- _EXTRACTED INFORMATION_:

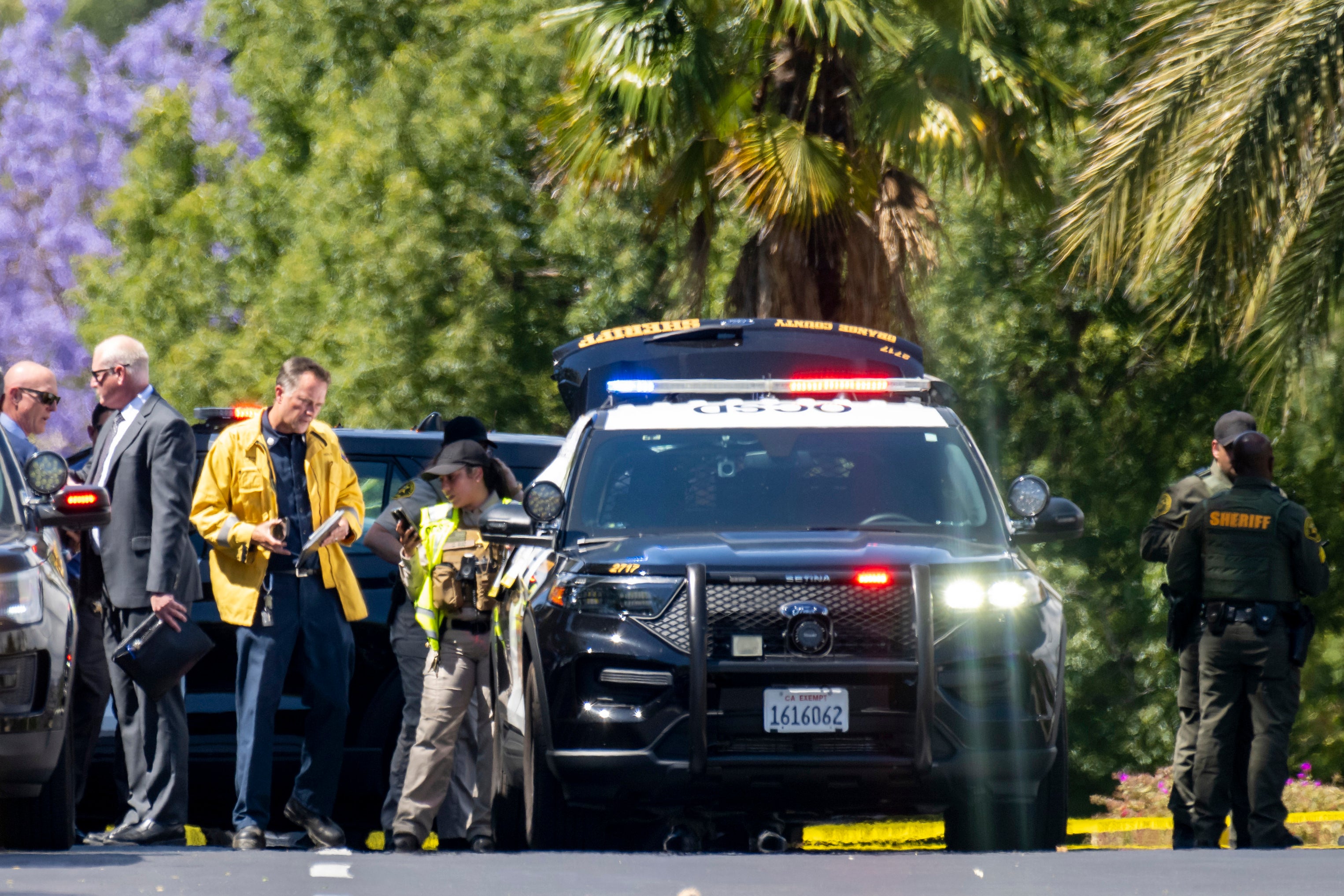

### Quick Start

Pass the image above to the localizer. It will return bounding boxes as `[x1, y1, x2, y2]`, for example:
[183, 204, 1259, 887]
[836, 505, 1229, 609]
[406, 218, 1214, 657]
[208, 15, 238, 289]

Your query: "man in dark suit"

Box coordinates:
[81, 336, 200, 845]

- _OBJECTIVE_:
Reproduce every line of the records above verbatim, leaving out the pictures.

- _COMPLETE OUTPUT_:
### Quick Start

Pass the image above to the localizer. It will return bounding boxes as `[x1, y1, x2, y2]`, for example:
[183, 204, 1259, 887]
[836, 505, 1229, 609]
[406, 218, 1214, 657]
[208, 15, 238, 289]

Your query: "man in dark suit"

Box coordinates:
[81, 336, 200, 845]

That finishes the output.